>> START

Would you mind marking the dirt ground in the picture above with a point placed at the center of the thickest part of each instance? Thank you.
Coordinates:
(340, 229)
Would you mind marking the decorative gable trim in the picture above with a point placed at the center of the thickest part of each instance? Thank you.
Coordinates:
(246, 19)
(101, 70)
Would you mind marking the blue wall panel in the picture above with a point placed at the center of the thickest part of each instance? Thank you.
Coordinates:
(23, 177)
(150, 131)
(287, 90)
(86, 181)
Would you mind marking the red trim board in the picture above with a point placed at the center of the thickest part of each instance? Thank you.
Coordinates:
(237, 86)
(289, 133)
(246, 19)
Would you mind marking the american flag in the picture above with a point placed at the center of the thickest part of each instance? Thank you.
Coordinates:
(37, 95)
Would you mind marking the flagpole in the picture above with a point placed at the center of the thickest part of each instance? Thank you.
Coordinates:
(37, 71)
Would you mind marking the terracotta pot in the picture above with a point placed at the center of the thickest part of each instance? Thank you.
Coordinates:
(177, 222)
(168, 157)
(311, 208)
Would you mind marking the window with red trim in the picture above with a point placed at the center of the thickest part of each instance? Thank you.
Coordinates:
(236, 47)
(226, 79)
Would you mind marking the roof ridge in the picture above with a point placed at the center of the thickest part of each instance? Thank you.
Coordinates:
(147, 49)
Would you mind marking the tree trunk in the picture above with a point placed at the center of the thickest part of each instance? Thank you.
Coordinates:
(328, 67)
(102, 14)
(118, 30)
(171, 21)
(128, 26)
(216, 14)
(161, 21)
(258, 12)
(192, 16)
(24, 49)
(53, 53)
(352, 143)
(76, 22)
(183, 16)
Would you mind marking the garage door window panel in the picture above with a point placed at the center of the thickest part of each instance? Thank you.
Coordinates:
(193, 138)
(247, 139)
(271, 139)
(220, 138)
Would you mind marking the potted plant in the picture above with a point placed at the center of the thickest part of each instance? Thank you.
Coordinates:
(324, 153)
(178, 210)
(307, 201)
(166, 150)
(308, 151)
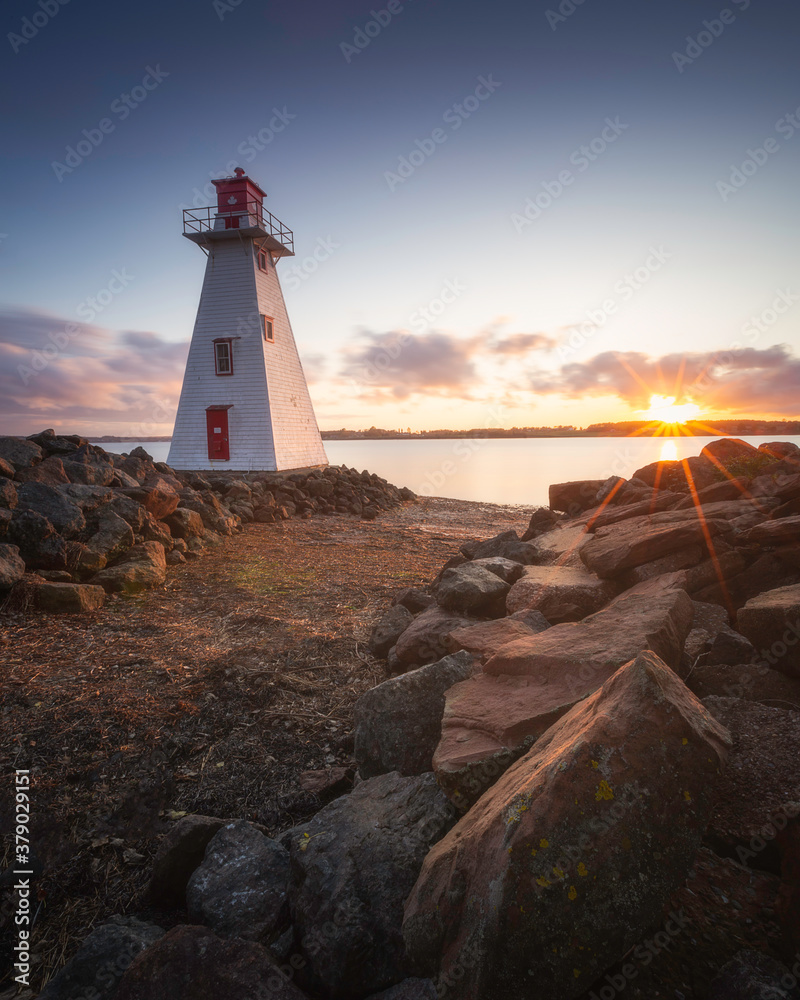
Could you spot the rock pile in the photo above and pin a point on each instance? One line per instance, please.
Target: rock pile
(77, 522)
(546, 808)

>> END

[OBJECTIVE]:
Set down the material exactly, every line of it, except for the pictures.

[EXERCISE SOLUTION]:
Would you mind marking the dirt ground in the picture above with a point placed at the center of the thickest part of each instance? Thank you.
Coordinates:
(340, 229)
Would you mind marking the decorative gable trim in the picture above with a point placed at the center of the thickest part of each instance? Thank you.
Coordinates:
(246, 19)
(101, 70)
Would you mind marking the blue wall panel in the picture above with a point placed at the center of the thickest part of each instance? Thank you.
Coordinates:
(23, 177)
(150, 131)
(287, 90)
(86, 181)
Would you mind marking the red trim board in the picture above with a point placed at the center of the thickest part of each instance? Thank you.
Coordinates:
(237, 86)
(289, 133)
(246, 19)
Would you mind marking the american flag in the picture above with a point placed at the center of the thickest part of each instance? Thank you.
Coordinates:
(37, 95)
Would you mind marking the flagpole in the picture above with a point placed at the center of the thickest part of each instance? Thank you.
Coordinates:
(37, 71)
Would you mind marking the terracotta pot in the picture above with a point placed at the center of the thickest part of each instance? Thank you.
Coordinates:
(177, 222)
(168, 157)
(311, 208)
Would you mind marking the window with red trim in the picture above with a point placed at the center of the thickest part of each instance? Thank you.
Coordinates:
(236, 47)
(226, 79)
Would you mind marking the roof ridge in the picture above with a point placed at the center of the thickest part of each instance? Thank you.
Coordinates:
(147, 49)
Would you mind marking the tree trunk in the picture above with a point placed at the center of the thickest part of each instance? Thank you.
Coordinates:
(328, 67)
(102, 14)
(118, 30)
(171, 21)
(128, 26)
(216, 14)
(161, 21)
(258, 12)
(192, 16)
(24, 49)
(53, 53)
(352, 143)
(76, 22)
(183, 16)
Would you mind marking the garage door window panel in the picture above with a point placed at the center of the thickest part of each instance? Thank you.
Coordinates:
(193, 138)
(247, 139)
(271, 139)
(220, 138)
Would you mind marking the potted plant in the picture above with a point placed at the center of the thickest part of each instance? Thank you.
Coordinates:
(324, 153)
(178, 210)
(307, 201)
(166, 150)
(308, 151)
Could you spot the rock pile in the photo above and pin a point on each instance? One line per instance, please.
Target: rock pile
(77, 522)
(546, 808)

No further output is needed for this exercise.